Passage for review =
↓
Simplified illustration on glutathione metabolism in S. cerevisiae . The genes overexpressed in the present study are marked in bold. For simplicity, only the major route for cytosolic NADPH production – PPP – is shown.

In the present study, we investigated if engineering of the cell’s antioxidant system by overexpression of three genes (GSH1, CYS3 and GLR1) involved in the metabolism of the endogenous antioxidant glutathione could alleviate the toxic effects induced by lignocellulose-derived inhibitors, and thereby enhance robustness of S. cerevisiae for lignocellulosic hydrolysate fermentation. After confirming that the recombinant strains had altered redox characteristics by quantifying the intracellular glutathione levels, we show that the strains engineered for higher intracellular glutathione levels have superior robustness under process-like conditions in a simultaneous saccharification and fermentation (SSF) setup.

Results

Several inhibitors generated during pretreatment of lignocellulosic biomass are known to influence the redox balance of the fermenting organism[24]. In the present study, the redox state of S. cerevisiae was modified by modulating the intracellular levels of glutathione by overexpressing three genes involved in glutathione biosynthesis and metabolism: GSH1, CYS3 and GLR1 (Figure 1). The mutant strains were then evaluated in simultaneous saccharification and fermentation of spruce.

Growth performance and intracellular glutathione concentration of recombinant strains

The strains constructed in the present study are shown in Table 1. The genes were put under the control of strong constitutive promoters of either the TDH3 or TPI1 genes and integrated into the genome of CEN.PK background strains. The maximum specific growth rate in mineral medium containing glucose as sole carbon source of the resulting strains is showed in Table 2. In these conditions, no dramatic differences in specific growth rate were observed among the strains. CEN.PK 113-7D (wild type) showed the highest specific growth rate of 0.40 ± 0.01 h-1, whereas the strain overexpressing GSH1/GLR1 showed the lowest specific growth rate of 0.34 ± 0.00 h-1. All strains overexpressing GSH1 had a lower specific growth rate than the wild type whereas GLR1 overexpression alone did not influence growth kinetics in defined mineral medium.
↑
Activity =
Write the next part of the text on glutathione metabolism in S. cerevisiae, beginning after its final sentence. The data that follow have no connection to the text on glutathione engineering in yeast.

Information provided =
↓
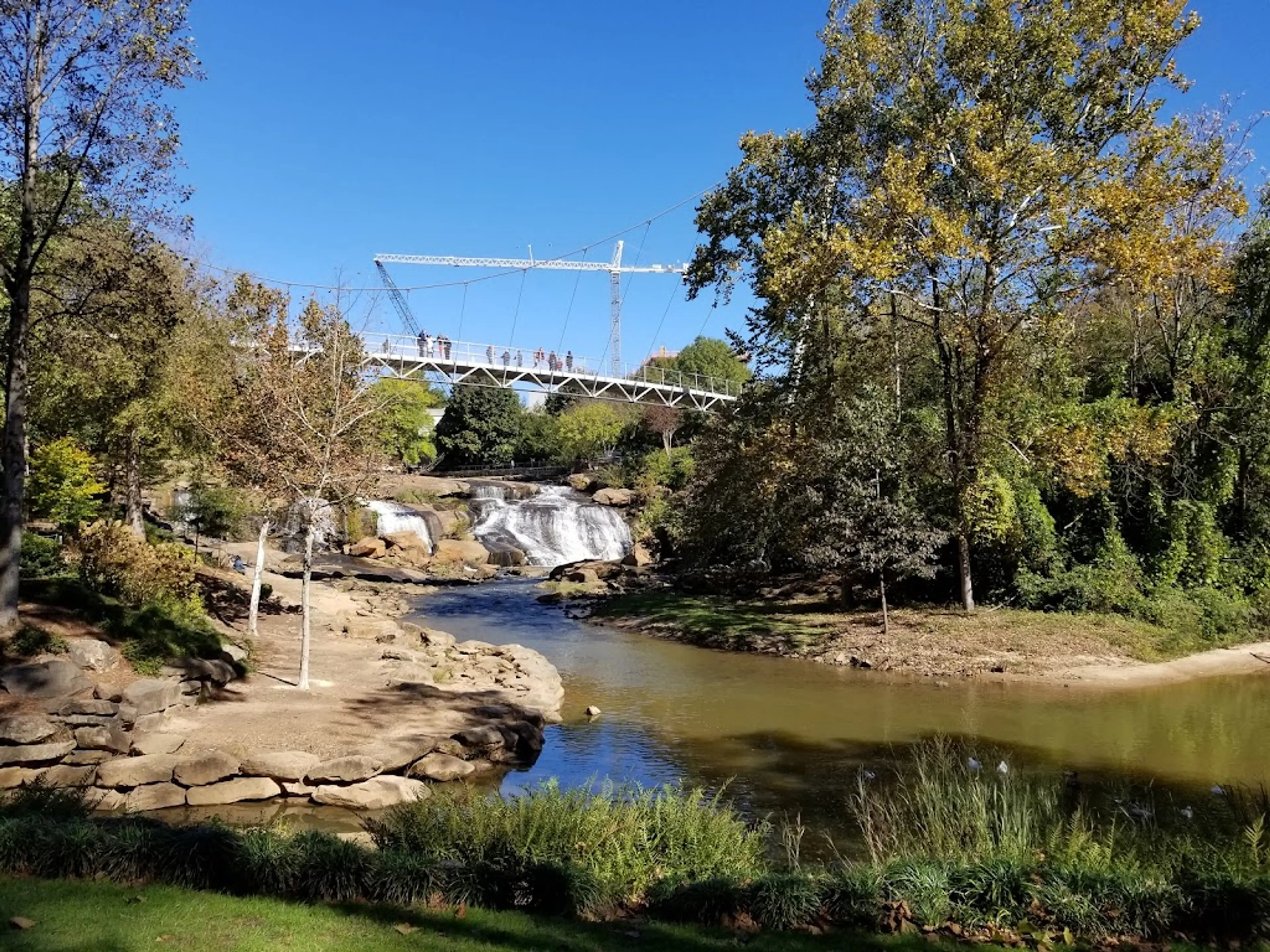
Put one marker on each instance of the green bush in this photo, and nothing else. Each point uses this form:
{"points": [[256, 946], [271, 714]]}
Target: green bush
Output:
↑
Response area =
Table 1 Strains used and constructed in the study
Table 2 Maximum specific growth rate and intracellular concentrations of total, reduced and oxidized glutathione in the strains in this study

To assess the effect of overexpression of GSH1, CYS3 and GLR1 on intracellular glutathione levels, total and oxidized glutathione were quantified in early exponential phase in cells grown in defined mineral medium (Figure 2). The concentration of GSH could then be deduced from the measured amounts. The strains overexpressing GSH1 and GSH1/CYS3 showed the highest increase in total glutathione concentration, accumulating 42% higher levels than the wild type. The oxidized glutathione levels (GSSG) were also higher for these recombinant strains. When GSH1/CYS3/GLR1 were overexpressed, a 39% increase in total glutathione was observed, whereas overexpression of GSH1/GLR1 resulted in a 28% increase in the total glutathione levels. Overexpression of GLR1 alone did not alter the levels of total GSH compared to the wild type. The results are summarized in Table 2.

Figure 2
figure 2

Intracellular levels of reduced (GSH) and oxidized (GSSG) glutathione. The bars represent mean values from triplicate cultivations.

The intracellular levels of glutathione can be used to characterize the state of the intracellular redox environment. Two principal approaches have been used for this purpose: the [GSH]:[GSSG] ratio and the GSSG/2GSH half-cell potential (Ehc).

The [GSH]:[GSSG] ratio varied considerably among the strains (Table 2). The highest ratio was observed in the wild type, where it was estimated to be 88. Overexpression of GSH1 resulted in a decrease of the ratio to 37. Although glutathione reductase catalyzes the conversion of GSSG to GSH, overexpression of this gene did not result in a higher [GSH]:[GSSG] ratio than the wild type. In fact, the ratio was estimated to 67, thus 24% lower than the value for CEN.PK 113-7D. Surprisingly, GSH1 overexpression in combination with GLR1 did not change the ratio compared to the strain where only GSH1 was overexpressed, and consequently it remained at a low level compared to the wild type strain. The lowest ratio (i.e. 32) was observed in the strain overexpressing GSH1 and CYS3. When all three genes were overexpressed in the same strain, the [GSH]:[GSSH] ratio was restored to a similar level as the strain overexpressing only GLR1, but the ratio was still significantly lower than for the wild type.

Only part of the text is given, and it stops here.